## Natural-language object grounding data
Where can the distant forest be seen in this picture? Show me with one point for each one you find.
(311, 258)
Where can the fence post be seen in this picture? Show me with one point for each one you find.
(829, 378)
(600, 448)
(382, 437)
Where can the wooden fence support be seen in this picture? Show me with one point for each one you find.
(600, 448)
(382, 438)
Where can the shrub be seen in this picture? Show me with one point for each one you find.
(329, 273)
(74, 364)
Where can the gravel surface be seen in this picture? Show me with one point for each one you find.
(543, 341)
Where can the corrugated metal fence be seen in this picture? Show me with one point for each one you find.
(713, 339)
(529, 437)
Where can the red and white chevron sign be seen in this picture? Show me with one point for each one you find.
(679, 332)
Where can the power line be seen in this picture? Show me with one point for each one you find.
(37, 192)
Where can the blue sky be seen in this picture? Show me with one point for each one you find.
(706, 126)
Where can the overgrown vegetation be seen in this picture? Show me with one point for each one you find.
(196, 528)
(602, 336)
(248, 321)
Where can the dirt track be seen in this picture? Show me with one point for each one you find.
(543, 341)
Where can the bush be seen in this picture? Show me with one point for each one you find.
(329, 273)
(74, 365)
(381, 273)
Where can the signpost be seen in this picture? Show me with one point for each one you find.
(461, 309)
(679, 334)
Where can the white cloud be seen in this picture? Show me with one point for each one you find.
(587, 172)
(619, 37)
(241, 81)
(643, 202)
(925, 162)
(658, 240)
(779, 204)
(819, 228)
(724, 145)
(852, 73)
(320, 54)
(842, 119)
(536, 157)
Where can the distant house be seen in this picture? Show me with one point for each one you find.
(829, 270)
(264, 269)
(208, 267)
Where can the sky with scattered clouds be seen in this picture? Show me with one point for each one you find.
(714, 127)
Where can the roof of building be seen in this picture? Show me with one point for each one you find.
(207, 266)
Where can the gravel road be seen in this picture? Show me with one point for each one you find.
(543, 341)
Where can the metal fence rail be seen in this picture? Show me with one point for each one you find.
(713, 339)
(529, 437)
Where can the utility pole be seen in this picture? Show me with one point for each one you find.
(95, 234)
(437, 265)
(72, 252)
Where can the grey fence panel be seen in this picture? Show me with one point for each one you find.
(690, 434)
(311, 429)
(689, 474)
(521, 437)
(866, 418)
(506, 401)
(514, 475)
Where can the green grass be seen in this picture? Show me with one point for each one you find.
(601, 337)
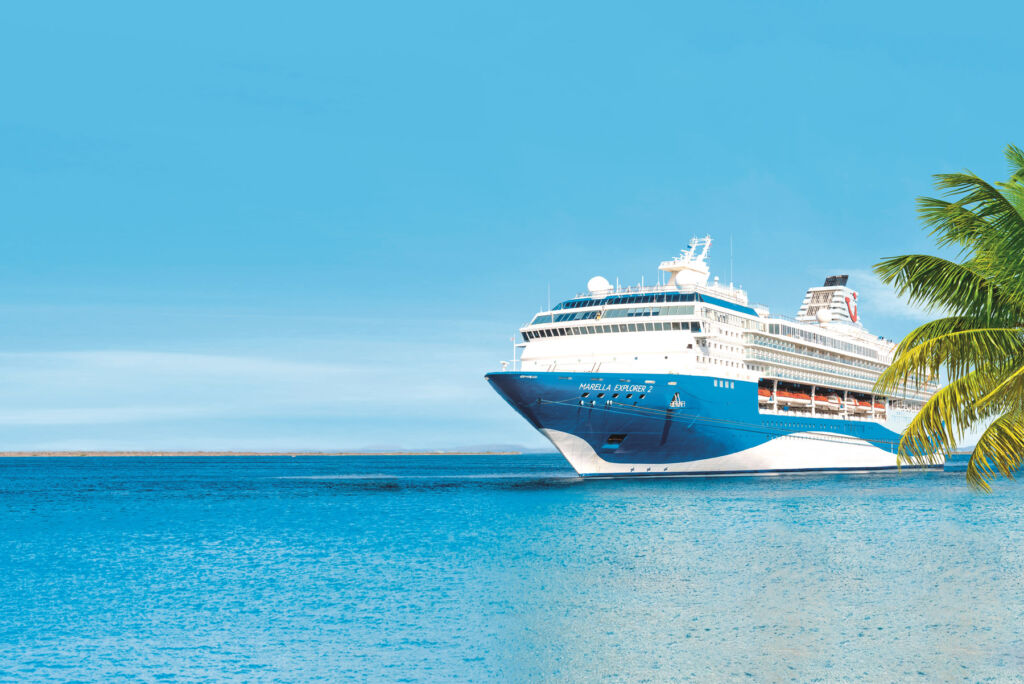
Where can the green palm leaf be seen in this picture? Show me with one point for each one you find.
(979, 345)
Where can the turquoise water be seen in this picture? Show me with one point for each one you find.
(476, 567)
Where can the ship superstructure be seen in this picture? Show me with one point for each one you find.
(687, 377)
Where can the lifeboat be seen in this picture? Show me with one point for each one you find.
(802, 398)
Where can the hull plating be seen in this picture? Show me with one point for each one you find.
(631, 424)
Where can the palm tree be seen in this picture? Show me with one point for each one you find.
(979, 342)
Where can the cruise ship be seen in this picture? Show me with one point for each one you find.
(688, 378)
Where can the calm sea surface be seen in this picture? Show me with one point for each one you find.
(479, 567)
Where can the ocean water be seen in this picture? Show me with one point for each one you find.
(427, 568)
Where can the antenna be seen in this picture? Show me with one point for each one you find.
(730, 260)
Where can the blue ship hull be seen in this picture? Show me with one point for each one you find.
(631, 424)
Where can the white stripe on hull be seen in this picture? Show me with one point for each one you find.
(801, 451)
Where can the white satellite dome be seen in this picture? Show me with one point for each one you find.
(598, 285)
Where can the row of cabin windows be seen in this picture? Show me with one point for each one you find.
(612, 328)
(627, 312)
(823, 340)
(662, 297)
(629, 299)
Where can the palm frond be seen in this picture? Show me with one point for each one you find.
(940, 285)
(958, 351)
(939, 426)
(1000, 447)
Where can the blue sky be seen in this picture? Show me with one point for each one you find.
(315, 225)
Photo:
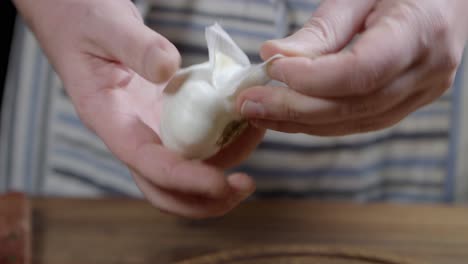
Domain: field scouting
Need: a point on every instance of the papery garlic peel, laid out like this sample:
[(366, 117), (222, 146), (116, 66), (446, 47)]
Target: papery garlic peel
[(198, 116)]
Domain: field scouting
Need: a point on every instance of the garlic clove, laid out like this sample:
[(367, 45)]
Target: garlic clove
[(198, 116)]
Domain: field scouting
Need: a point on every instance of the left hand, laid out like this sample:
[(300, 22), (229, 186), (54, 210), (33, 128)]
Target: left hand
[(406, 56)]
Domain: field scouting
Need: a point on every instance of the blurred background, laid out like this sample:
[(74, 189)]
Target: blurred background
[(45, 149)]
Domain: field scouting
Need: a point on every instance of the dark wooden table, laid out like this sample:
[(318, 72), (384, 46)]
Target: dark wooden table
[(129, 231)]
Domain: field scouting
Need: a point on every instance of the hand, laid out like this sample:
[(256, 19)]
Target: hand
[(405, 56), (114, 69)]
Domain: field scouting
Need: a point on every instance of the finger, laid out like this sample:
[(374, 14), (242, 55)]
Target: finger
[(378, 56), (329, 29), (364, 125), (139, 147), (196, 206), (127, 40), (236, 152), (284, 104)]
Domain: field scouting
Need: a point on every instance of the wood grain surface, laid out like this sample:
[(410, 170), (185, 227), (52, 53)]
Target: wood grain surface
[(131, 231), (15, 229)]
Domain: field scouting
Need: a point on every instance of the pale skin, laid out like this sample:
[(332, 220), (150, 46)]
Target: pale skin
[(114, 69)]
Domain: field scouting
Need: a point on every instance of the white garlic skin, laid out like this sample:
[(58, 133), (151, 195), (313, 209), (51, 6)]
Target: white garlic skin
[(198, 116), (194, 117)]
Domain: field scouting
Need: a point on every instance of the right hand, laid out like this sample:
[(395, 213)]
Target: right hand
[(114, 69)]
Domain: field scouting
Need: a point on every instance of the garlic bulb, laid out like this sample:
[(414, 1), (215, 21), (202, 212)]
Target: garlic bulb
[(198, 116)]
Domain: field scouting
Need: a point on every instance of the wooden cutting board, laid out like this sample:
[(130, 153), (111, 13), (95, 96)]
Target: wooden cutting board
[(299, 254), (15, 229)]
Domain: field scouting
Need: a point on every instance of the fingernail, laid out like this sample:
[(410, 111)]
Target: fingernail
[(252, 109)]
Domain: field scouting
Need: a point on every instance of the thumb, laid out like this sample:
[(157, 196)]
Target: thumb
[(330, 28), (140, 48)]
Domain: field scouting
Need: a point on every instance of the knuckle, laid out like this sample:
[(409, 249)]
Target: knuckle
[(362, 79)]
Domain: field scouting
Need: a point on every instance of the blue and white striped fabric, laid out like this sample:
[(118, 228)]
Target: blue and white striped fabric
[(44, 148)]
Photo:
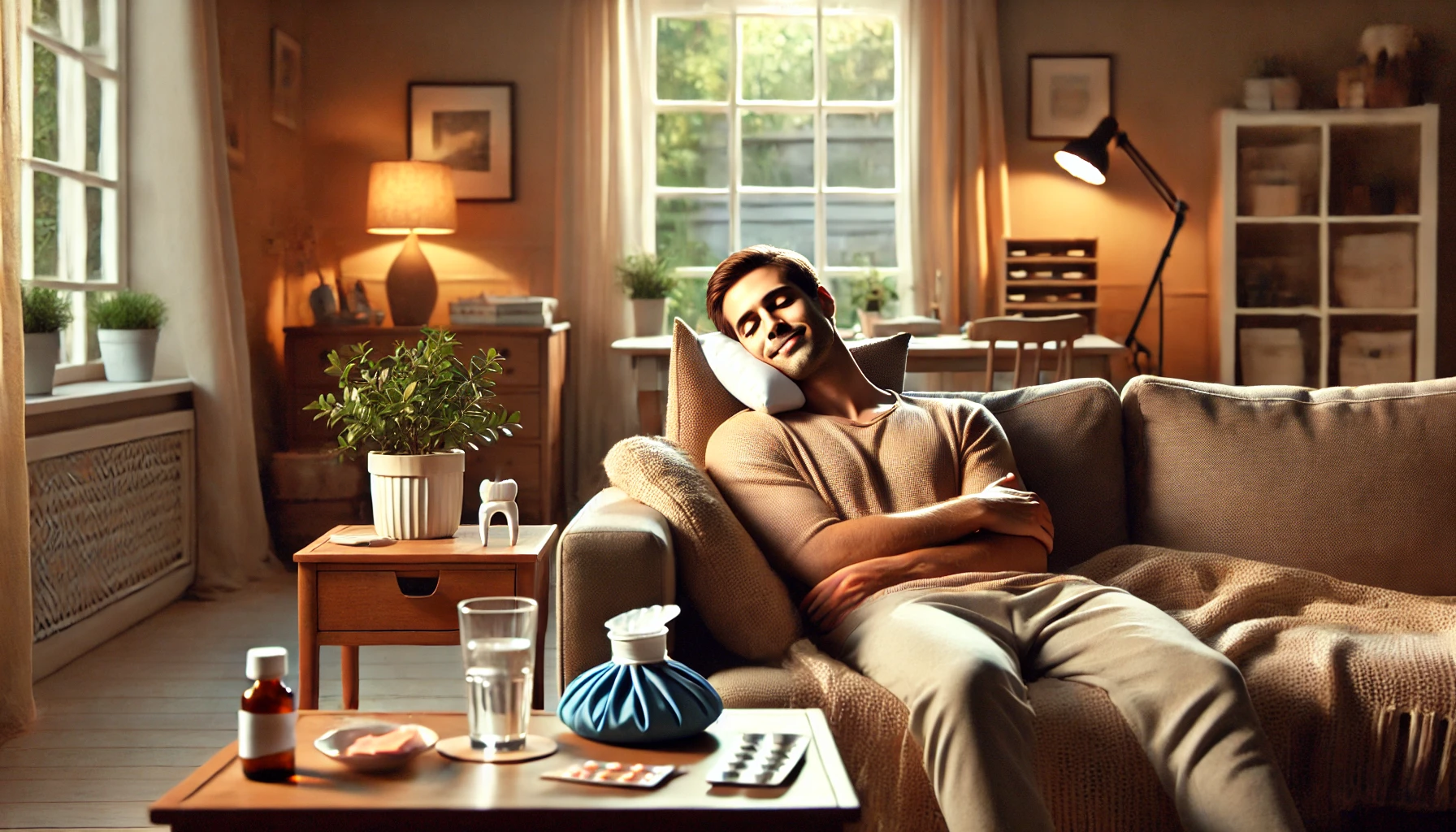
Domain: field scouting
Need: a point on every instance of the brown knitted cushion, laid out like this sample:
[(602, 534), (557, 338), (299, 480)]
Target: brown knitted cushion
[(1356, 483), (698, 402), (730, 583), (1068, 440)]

---

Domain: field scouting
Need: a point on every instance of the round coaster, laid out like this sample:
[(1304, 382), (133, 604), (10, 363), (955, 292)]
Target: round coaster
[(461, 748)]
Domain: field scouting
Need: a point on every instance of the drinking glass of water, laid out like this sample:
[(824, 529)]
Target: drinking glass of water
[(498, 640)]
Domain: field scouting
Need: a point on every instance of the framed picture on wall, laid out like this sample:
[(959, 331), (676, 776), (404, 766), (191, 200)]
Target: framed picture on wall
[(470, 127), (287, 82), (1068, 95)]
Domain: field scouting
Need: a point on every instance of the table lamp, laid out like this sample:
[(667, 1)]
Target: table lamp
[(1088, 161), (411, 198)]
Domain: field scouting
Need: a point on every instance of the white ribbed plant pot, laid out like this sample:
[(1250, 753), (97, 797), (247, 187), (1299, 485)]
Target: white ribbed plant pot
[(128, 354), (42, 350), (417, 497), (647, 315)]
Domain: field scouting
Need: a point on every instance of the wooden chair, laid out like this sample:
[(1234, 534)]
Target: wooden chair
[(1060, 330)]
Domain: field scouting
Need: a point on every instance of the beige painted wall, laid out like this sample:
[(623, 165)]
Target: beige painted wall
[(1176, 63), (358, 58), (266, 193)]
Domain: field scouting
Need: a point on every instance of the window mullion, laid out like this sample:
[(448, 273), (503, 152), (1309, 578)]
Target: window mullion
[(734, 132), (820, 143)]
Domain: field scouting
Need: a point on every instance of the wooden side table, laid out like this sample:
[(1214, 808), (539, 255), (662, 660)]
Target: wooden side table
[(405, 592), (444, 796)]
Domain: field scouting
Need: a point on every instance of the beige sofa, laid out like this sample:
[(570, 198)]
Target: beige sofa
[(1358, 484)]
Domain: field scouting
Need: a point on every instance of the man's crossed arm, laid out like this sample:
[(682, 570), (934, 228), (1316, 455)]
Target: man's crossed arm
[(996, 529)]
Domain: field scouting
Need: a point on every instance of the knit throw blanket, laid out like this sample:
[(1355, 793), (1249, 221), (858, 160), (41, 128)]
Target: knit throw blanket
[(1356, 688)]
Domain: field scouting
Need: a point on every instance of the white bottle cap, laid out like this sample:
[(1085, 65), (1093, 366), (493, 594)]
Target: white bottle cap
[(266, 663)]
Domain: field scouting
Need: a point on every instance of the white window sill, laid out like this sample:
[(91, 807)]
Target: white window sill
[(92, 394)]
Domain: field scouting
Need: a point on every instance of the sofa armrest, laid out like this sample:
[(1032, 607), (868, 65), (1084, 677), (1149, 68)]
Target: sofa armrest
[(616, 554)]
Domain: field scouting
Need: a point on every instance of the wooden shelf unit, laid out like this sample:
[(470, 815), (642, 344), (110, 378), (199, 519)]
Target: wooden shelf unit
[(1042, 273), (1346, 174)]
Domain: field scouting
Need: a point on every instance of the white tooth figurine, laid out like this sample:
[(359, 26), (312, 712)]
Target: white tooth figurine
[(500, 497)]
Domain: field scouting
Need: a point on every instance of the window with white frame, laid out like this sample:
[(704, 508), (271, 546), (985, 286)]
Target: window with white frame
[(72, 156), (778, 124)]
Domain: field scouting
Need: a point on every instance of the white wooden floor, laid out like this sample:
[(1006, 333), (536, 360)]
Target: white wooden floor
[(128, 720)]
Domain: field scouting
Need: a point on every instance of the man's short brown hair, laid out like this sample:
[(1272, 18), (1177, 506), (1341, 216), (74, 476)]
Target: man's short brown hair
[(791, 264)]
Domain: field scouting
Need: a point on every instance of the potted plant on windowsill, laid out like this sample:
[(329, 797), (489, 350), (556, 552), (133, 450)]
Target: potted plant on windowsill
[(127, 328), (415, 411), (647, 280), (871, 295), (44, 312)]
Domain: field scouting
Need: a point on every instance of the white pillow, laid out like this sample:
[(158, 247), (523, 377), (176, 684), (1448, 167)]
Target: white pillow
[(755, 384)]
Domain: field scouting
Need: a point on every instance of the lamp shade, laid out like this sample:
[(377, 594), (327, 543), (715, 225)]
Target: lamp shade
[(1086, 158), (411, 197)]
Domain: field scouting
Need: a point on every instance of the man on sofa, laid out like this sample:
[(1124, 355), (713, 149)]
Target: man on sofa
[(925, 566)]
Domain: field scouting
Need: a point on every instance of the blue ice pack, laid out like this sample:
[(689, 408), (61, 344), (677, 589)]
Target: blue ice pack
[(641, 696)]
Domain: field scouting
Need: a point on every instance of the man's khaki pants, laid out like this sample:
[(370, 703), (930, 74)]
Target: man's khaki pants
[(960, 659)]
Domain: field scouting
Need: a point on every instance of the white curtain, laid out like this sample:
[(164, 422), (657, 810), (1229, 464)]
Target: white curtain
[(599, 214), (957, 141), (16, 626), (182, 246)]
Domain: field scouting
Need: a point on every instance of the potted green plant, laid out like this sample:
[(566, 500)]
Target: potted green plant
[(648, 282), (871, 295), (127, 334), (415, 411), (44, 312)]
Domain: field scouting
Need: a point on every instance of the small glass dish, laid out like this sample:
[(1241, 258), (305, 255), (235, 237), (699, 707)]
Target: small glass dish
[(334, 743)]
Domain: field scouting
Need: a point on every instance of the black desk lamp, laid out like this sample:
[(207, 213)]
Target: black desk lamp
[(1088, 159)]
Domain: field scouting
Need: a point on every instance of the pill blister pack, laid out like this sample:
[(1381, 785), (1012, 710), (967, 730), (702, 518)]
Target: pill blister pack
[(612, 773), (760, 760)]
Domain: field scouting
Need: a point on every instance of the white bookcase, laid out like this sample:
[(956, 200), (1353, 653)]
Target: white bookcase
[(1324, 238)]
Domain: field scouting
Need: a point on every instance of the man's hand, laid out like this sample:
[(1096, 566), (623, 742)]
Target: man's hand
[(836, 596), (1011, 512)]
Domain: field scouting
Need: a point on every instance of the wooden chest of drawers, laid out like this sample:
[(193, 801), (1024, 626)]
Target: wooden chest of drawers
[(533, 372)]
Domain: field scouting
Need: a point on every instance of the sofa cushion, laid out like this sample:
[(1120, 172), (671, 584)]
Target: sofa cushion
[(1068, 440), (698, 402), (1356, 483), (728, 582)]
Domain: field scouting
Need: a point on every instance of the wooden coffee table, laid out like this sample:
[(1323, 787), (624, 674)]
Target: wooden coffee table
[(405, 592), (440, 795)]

## AIM OF THE TASK
For this task, write out exactly the lines of the entries above, starting at the line with "[(689, 408), (61, 344), (677, 589)]" and ending at the line with "Need: a point on every instance of the pill", both included, and no others.

## OUTPUT OF THE TASK
[(689, 408), (61, 344), (677, 589)]
Target: blue ice pack
[(641, 696)]
Domain: field scouting
Need: a point on every instance of the man's khaki pants, laid out like this sample:
[(370, 703), (930, 74)]
Target: man's khaki pants
[(960, 659)]
Domain: field scouting
Need: a point on every instance of the white curtain, laid out like this sample:
[(164, 422), (657, 810), (1229, 464)]
Target: white curtain
[(599, 214), (957, 141), (16, 626), (182, 246)]
Domain: field scouting
Need: a point on every instance of the potted green plant, laid out like this sample:
[(566, 500)]
Target: potted green plant
[(648, 282), (871, 295), (127, 334), (415, 411), (44, 312)]
Domain: field scouting
Need: a point on every instance of the small glass dish, laid out like this sample:
[(1241, 258), (305, 255), (235, 237), (699, 707)]
Target: small glass dish
[(334, 743)]
Domain: field scouting
Need: a point on every instance of the black desk lamp, laid out like this sample:
[(207, 213)]
Target: black desk lamp
[(1088, 159)]
Domain: field scouting
Need: a point on every instance of the pill blister pack, laid out like this sample:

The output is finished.